----- RECORDS FOR THIS TASK -----
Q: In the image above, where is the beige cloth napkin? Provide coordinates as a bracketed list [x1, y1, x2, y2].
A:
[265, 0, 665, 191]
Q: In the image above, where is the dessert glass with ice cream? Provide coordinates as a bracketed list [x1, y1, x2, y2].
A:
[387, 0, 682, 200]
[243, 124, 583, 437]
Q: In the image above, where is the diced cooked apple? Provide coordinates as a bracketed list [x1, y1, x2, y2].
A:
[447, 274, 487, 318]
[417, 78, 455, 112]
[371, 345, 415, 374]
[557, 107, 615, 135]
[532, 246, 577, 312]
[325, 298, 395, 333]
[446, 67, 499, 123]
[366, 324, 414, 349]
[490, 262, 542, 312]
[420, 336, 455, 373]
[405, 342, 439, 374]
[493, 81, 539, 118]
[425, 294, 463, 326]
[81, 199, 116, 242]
-----
----- RECORDS FOR THIS TASK -----
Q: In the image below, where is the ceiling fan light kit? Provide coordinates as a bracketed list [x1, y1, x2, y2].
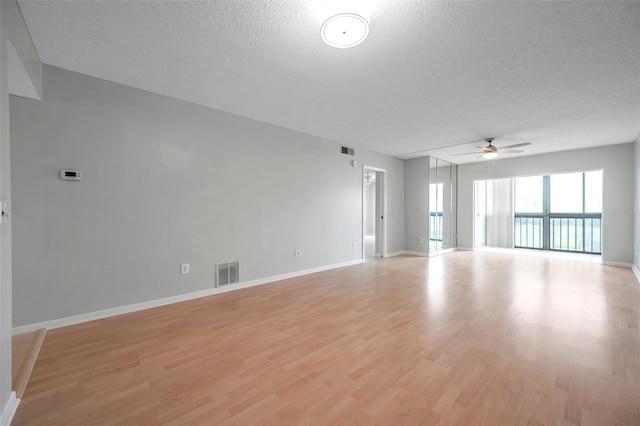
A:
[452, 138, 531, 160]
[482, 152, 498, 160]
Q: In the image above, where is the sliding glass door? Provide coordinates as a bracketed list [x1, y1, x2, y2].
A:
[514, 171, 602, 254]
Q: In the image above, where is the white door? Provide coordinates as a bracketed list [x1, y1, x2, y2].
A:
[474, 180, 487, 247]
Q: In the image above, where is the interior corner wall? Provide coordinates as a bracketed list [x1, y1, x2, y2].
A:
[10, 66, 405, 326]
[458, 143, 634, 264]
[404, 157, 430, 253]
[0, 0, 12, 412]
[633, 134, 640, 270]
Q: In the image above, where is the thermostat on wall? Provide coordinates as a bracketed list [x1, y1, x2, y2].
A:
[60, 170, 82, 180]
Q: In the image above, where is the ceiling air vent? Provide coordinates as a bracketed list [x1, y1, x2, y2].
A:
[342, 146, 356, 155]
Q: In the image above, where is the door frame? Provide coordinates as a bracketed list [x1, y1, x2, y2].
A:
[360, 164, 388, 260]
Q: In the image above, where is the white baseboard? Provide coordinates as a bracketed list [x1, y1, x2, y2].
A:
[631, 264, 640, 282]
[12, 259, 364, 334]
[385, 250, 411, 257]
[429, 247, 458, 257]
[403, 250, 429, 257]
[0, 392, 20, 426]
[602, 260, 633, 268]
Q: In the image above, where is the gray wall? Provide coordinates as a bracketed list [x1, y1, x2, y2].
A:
-----
Can you render the lines as a Markdown table with the columns Row and Line, covering only those from the line containing "Q: In the image above, where is the diced" through the line containing "[81, 199, 116, 242]", and leaving out any blank lines?

| Row | Line |
|---|---|
| 1 | Q: In the image above, where is the diced cooked apple? Provide coordinates as a bracketed list [x1, y1, x2, y2]. |
| 2 | A: |
| 3 | [447, 274, 487, 318] |
| 4 | [417, 78, 455, 112] |
| 5 | [371, 345, 415, 374] |
| 6 | [557, 107, 615, 135] |
| 7 | [532, 246, 577, 312] |
| 8 | [325, 298, 395, 333] |
| 9 | [446, 67, 499, 123] |
| 10 | [366, 324, 414, 349] |
| 11 | [490, 262, 542, 312] |
| 12 | [420, 336, 455, 373] |
| 13 | [405, 342, 439, 374] |
| 14 | [493, 81, 539, 118] |
| 15 | [425, 294, 463, 326] |
| 16 | [81, 199, 116, 242] |